Location identification items
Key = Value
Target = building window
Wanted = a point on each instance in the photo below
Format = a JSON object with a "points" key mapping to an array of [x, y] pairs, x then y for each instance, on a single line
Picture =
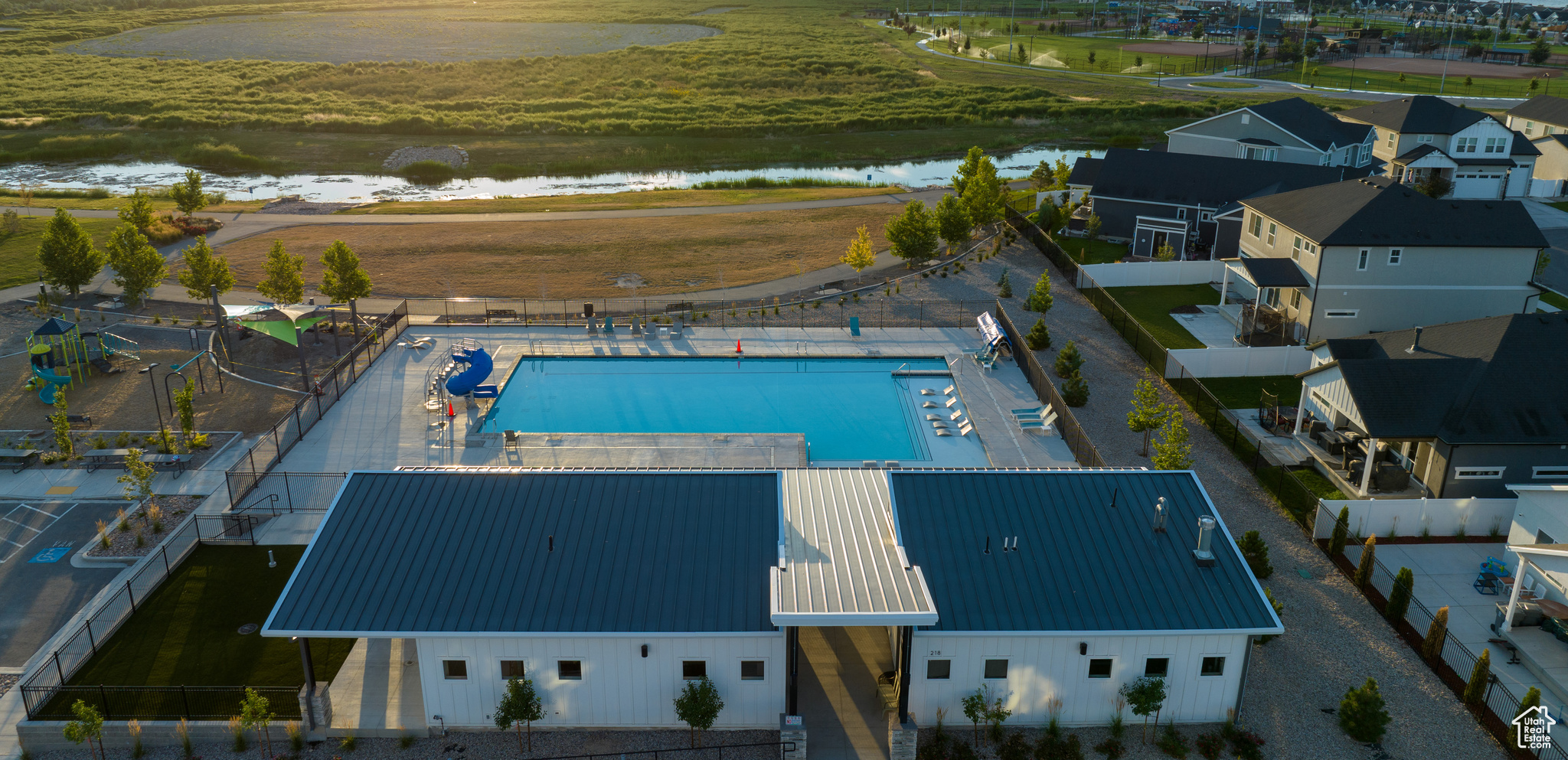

■ Written task ■
Reproduce every line of the entries above verbatim, omitting the pictures from your answer.

■ Result for this task ■
Key = Value
Target = building window
Wanted = a point on each instance in the photo below
Format = a JSON object with a "points" key mapping to an array of [x, y] pairs, x then y for each instance, on a single line
Picture =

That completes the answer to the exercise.